→ Task brief: Return each line of the listing below that contains the word "shirt".

→ Exercise data:
+++++
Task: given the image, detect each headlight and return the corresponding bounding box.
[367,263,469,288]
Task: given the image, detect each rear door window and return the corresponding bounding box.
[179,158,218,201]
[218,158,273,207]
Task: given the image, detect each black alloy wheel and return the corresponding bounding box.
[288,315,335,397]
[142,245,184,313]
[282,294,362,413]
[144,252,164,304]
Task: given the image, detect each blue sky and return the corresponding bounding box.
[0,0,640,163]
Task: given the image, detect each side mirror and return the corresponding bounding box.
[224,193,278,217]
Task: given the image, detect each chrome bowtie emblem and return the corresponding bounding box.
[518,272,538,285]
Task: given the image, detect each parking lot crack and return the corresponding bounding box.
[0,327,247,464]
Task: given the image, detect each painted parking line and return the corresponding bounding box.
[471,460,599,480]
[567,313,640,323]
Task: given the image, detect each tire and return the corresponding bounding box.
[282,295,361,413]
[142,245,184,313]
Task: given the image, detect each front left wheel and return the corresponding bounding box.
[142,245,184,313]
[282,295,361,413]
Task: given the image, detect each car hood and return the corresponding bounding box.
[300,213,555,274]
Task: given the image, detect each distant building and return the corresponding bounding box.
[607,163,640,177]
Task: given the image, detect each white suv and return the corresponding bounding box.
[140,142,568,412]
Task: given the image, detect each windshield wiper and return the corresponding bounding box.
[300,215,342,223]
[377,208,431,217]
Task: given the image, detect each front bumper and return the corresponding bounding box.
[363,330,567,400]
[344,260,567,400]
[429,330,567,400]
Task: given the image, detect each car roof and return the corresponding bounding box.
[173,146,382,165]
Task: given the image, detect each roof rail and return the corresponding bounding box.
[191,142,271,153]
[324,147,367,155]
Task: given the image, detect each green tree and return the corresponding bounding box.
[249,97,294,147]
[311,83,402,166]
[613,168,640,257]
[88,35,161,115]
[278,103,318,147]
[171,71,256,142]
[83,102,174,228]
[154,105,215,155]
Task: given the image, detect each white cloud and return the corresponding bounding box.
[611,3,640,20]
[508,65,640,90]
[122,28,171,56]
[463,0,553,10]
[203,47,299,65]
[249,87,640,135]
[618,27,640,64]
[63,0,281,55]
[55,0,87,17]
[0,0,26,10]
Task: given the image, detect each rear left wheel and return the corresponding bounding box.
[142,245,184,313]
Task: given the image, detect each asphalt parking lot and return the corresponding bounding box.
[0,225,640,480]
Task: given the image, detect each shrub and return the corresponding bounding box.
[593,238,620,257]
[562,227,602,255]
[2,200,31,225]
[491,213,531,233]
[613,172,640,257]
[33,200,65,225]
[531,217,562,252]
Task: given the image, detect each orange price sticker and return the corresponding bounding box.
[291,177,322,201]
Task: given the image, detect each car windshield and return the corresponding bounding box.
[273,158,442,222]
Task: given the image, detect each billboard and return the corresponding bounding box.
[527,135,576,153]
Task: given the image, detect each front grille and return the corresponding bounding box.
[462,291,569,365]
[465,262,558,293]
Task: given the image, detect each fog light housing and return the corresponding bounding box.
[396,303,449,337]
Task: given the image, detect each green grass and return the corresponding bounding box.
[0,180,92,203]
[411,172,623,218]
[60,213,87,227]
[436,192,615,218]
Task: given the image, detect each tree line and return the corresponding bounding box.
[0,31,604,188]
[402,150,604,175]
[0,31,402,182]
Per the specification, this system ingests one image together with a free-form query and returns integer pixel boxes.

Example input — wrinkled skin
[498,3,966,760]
+++++
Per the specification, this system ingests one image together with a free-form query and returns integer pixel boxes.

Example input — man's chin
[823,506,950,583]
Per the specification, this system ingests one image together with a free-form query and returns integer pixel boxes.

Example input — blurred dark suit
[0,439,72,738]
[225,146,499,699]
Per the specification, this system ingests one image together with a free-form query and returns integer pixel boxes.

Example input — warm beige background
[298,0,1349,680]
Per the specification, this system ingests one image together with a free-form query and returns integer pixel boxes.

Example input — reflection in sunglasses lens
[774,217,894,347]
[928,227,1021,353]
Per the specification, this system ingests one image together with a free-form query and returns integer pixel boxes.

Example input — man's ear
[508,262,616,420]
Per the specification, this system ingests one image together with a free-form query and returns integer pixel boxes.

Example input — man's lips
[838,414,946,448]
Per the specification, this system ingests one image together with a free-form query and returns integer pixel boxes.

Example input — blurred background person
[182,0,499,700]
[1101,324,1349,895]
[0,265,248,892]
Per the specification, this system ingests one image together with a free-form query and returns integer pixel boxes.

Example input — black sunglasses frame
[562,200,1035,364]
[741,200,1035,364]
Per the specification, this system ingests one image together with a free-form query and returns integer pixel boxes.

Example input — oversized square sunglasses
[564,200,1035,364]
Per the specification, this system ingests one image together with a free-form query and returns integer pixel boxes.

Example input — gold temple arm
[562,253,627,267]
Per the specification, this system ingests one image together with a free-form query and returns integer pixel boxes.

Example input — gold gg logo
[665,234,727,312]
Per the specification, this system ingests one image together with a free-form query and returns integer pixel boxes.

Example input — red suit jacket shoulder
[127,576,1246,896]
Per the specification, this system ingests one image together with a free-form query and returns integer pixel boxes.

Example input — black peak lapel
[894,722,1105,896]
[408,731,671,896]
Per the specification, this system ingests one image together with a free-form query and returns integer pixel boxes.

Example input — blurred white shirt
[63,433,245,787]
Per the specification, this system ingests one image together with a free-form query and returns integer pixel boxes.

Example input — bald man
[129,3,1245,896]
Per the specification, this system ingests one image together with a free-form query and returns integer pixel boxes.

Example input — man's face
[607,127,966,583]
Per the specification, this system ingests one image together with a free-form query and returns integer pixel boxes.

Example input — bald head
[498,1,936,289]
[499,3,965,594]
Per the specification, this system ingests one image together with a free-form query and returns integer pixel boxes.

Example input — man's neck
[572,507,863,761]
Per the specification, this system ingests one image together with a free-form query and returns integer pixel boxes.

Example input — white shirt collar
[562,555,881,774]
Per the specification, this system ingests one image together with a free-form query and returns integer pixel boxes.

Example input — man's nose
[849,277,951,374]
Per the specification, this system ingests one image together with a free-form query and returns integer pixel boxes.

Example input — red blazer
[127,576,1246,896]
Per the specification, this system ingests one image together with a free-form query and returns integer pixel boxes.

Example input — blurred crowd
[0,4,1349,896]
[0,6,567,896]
+++++
→ Exercise answer:
Example input — blurred white shirt
Example input — white shirt collar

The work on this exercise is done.